--- TEXT PASSAGE Enclosed Below ---
The Office for National Statistics today revealed that there are 2.73 million tax-registered businesses in the UK, as of March 2023. That is down by 1.5% from the same time in 2022.
It is the first decline in over a decade, with the number of businesses edging up even during the pandemic.
The most significant falls were among sole traders and partnerships, suggesting small business has been especially hard hit.
In terms of sectors, transport and storage, IT and communication and professional, scientific and technical businesses were among those seeing the sharpest declines.
The decline in the number of businesses in London was slightly sharper than the national average, at 1.9%.
The ONS noted that the number of businesses used to correlate with GDP, but this relationship had appeared to be weaker in recent years, which may be partly due to the pandemic.
While the official data only goes up to March, insolvency statistics suggest the number of businesses might have continued to decline further through 2023.
In the second quarter of the year, the number of insolvencies in England and Wales reached the highest level since 2009.
At the time that data was released, David Kelly, head of insolvency at PwC, said: “High inflation and the increasing cost base for firms is resulting in the erosion of both liquidity and shareholder value, thus reducing confidence in the ability to hit future forecasts. Coupled with rising interest rates, it is making for a very challenging environment for business.
“Like homeowners coming off fixed mortgage rates, many businesses have yet to refinance their debt, meaning the full impact of higher interest rates may yet to be felt.”
Among the high-profile businesses to go bust this year are Wilko, Paperchase and Hunter Boot.
--- End of Enclosed TEXT PASSAGE ---
--- STUDY MATERIAL Enclosed Below ---
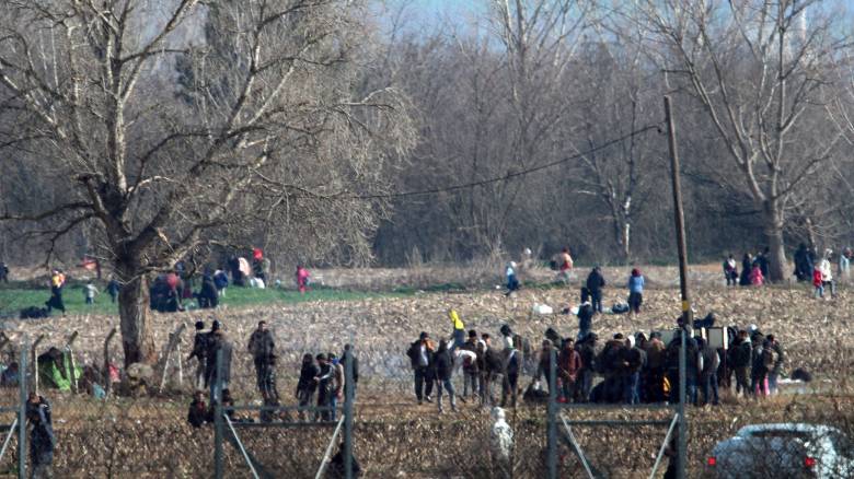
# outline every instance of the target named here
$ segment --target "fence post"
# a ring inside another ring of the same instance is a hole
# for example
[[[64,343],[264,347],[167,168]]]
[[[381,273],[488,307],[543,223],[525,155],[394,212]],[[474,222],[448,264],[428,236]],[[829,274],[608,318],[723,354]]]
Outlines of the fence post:
[[[214,477],[222,479],[222,349],[217,350],[217,373],[214,376]],[[214,400],[211,398],[211,400]]]
[[[344,477],[353,479],[353,347],[344,351]]]
[[[104,399],[109,397],[109,393],[113,390],[113,376],[109,374],[109,341],[118,332],[118,327],[114,326],[109,330],[107,338],[104,340]]]
[[[21,367],[18,369],[19,410],[18,410],[18,478],[26,479],[26,355],[28,344],[26,339],[21,344]],[[35,374],[38,374],[37,370]]]
[[[688,371],[685,360],[688,359],[688,325],[683,325],[680,330],[679,348],[679,437],[677,440],[677,478],[685,479],[685,459],[688,449],[688,424],[685,423],[685,384]]]
[[[42,343],[42,340],[45,339],[45,335],[38,335],[35,341],[33,341],[33,348],[32,348],[32,358],[33,358],[33,392],[35,394],[38,394],[38,358],[36,358],[36,348],[38,348],[38,344]],[[21,346],[22,351],[26,350],[24,346]],[[20,370],[23,371],[22,374],[26,374],[26,370]]]
[[[557,479],[557,358],[554,347],[549,352],[549,479]]]

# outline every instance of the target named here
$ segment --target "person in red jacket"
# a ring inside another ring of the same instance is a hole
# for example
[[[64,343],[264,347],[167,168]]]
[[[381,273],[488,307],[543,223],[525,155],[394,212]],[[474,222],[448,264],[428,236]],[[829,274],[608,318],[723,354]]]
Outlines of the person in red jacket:
[[[824,297],[824,282],[821,280],[821,270],[812,270],[812,285],[816,287],[816,297]]]
[[[575,350],[573,338],[564,340],[564,349],[557,357],[557,374],[561,378],[561,402],[568,402],[575,396],[575,385],[581,371],[581,355]]]

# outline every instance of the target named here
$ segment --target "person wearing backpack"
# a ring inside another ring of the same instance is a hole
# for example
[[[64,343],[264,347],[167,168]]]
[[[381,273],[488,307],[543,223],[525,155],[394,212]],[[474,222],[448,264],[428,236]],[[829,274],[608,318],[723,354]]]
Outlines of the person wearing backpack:
[[[720,357],[717,354],[717,350],[712,348],[706,340],[697,338],[697,348],[700,348],[700,354],[703,358],[703,369],[700,371],[700,385],[703,388],[703,404],[717,406],[718,390],[717,390],[717,369],[720,366]]]

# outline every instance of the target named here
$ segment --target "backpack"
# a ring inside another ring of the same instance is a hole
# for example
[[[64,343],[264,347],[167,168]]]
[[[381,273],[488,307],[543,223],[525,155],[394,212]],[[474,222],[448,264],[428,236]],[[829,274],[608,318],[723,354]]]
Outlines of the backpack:
[[[774,351],[774,348],[771,347],[764,347],[762,348],[762,363],[765,367],[773,369],[774,363],[777,362],[777,352]]]
[[[611,313],[613,314],[628,313],[628,305],[625,303],[616,303],[613,306],[611,306]]]

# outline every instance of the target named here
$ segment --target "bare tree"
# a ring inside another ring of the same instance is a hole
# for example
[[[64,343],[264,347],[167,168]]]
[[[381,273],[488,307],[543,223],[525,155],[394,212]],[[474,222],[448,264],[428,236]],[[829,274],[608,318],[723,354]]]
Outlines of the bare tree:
--- End of Enclosed STUDY MATERIAL ---
**WHAT TO WORK ON:**
A - According to the article on UK business numbers, by what percentage did the number of businesses in London fall?
B - Write out the part of the article on UK business numbers that starts at the words "It is the first" and ends after the words "further through 2023.".
Rely only on the article on UK business numbers, not on the listing.

**ANSWERS FOR THIS EXERCISE:**
A - The number of businesses in London fell by 1.9%.

B -
It is the first decline in over a decade, with the number of businesses edging up even during the pandemic.
The most significant falls were among sole traders and partnerships, suggesting small business has been especially hard hit.
In terms of sectors, transport and storage, IT and communication and professional, scientific and technical businesses were among those seeing the sharpest declines.
The decline in the number of businesses in London was slightly sharper than the national average, at 1.9%.
The ONS noted that the number of businesses used to correlate with GDP, but this relationship had appeared to be weaker in recent years, which may be partly due to the pandemic.
While the official data only goes up to March, insolvency statistics suggest the number of businesses might have continued to decline further through 2023.